[Opening Text passage section]

The South African government discontinued the R350 Covid-19 social relief of distress grant on 30 April 2021.
Provided from May 2020, the grant was established to lessen the impact of the Covid-19 pandemic on the most vulnerable people in our country, who face severe job cuts, hunger and escalating poverty.
We argue that the termination of the grant constitutes a failure by the government to fulfil its mandate to “improve the quality of life of all citizens and free the potential of each person” and to protect the women who shoulder the burden of our hard lockdowns and ongoing economic crisis.
The economic and social burden of the pandemic has largely been borne by women. Globally and nationally, pandemic-related job cuts in the formal and informal economies affected jobs most commonly occupied by women. Further, many of the “essential services” relied on during lockdowns – such as those discharged by cleaners, cashiers and nurses – are often performed by women, showing the extent of women’s responsibility during the lockdown.

[Closing Text passage section]
[Opening Given data section]

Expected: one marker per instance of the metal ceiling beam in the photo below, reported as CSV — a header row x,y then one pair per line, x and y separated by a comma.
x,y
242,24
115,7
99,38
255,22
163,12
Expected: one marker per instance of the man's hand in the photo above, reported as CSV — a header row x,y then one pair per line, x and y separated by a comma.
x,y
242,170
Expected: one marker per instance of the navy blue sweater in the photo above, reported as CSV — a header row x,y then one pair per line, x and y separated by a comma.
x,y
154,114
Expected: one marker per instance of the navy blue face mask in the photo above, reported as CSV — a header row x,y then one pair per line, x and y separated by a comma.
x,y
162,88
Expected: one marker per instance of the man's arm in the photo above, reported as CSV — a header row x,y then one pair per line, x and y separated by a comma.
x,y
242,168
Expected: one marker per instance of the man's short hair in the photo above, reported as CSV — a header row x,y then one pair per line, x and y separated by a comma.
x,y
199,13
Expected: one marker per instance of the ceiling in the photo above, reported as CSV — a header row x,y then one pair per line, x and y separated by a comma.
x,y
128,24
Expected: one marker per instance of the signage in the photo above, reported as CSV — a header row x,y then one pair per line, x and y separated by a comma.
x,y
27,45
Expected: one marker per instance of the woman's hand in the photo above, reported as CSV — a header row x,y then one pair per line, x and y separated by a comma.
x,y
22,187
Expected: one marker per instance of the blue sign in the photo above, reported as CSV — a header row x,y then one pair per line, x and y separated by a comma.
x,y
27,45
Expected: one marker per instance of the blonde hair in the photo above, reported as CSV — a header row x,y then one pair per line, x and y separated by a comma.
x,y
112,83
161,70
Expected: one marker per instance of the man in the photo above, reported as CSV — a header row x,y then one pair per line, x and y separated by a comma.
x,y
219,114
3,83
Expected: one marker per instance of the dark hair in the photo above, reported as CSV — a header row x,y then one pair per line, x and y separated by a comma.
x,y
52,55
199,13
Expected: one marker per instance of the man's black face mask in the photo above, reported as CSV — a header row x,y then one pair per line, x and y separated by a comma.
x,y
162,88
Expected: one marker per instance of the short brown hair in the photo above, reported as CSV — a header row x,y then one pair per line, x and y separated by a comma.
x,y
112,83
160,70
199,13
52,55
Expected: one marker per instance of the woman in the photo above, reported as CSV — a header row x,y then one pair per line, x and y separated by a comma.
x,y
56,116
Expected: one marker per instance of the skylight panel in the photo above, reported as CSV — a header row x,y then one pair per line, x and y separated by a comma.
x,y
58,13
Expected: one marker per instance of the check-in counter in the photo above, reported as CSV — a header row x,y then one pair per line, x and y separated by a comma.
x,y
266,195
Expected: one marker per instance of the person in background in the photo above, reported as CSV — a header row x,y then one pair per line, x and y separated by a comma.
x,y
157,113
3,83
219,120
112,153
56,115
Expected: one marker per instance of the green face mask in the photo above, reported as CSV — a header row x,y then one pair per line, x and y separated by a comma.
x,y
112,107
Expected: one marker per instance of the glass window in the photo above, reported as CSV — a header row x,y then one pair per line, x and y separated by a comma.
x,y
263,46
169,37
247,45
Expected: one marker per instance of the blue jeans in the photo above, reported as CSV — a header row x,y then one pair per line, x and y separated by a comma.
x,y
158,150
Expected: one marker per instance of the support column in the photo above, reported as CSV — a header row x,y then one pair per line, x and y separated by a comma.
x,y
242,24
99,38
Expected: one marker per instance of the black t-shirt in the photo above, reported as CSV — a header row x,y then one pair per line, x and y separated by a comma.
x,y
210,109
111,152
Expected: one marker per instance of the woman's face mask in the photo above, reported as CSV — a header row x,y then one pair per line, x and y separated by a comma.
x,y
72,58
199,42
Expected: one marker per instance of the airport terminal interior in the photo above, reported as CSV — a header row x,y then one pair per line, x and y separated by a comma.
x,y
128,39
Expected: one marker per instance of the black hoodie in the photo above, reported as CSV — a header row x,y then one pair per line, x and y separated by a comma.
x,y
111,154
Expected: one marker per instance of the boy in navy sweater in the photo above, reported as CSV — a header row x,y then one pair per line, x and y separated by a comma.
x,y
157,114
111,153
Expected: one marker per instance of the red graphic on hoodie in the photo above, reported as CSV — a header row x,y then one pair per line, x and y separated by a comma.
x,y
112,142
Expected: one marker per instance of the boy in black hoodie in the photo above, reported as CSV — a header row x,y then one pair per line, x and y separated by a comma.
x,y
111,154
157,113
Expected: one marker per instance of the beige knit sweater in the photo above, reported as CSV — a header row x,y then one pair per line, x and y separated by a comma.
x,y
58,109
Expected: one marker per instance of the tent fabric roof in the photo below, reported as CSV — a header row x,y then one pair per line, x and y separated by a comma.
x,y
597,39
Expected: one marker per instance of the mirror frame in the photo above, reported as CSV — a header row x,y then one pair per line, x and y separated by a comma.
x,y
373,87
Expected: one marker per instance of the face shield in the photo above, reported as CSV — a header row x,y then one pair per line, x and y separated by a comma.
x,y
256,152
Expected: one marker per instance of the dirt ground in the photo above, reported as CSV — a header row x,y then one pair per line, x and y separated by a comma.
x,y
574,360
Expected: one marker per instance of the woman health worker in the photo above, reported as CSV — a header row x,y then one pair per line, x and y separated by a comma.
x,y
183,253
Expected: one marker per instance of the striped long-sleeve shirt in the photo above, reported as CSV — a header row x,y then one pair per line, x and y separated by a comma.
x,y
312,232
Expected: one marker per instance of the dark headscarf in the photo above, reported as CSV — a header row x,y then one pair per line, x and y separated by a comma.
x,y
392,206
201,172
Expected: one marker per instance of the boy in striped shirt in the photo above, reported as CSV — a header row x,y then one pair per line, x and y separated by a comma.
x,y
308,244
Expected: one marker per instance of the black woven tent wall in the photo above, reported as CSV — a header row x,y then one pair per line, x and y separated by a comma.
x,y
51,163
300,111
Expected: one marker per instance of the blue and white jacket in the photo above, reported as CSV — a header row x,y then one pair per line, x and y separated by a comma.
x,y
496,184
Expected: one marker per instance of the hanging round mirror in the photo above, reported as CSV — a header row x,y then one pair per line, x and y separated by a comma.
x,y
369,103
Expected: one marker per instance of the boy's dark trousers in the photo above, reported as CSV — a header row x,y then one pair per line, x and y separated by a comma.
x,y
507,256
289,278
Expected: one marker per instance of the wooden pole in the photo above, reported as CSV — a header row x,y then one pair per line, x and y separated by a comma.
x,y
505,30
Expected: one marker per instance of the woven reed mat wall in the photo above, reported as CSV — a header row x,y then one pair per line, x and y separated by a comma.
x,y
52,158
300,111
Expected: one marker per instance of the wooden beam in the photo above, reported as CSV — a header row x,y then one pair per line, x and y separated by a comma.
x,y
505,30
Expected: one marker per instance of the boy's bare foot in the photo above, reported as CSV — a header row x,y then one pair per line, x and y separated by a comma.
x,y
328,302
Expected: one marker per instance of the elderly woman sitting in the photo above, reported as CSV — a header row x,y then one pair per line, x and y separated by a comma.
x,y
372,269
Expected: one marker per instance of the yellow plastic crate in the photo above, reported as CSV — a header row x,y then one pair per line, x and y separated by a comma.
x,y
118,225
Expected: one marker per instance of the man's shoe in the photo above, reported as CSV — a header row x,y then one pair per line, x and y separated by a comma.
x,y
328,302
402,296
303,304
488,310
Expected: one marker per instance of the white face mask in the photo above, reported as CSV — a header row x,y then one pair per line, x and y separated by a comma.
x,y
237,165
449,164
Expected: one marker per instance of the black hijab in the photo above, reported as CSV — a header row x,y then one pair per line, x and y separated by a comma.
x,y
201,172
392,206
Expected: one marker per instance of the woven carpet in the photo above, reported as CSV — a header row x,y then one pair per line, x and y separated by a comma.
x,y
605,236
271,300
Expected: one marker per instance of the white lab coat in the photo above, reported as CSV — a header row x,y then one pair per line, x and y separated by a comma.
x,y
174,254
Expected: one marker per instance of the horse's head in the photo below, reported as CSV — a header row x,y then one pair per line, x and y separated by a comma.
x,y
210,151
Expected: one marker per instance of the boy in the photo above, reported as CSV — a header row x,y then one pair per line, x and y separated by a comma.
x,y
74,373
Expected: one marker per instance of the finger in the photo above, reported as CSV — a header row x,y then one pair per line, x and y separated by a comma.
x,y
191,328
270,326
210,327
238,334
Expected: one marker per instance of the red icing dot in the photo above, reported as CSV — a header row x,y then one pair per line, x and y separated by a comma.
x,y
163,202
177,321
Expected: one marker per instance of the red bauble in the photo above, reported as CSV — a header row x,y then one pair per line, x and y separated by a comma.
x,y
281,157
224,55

[Closing Given data section]

In the text about the R350 grant, which occupations are named as examples of essential services relied on during lockdowns? The records were taken from a different source than the text about the R350 grant.

**Finished task:**
Cleaners, cashiers and nurses.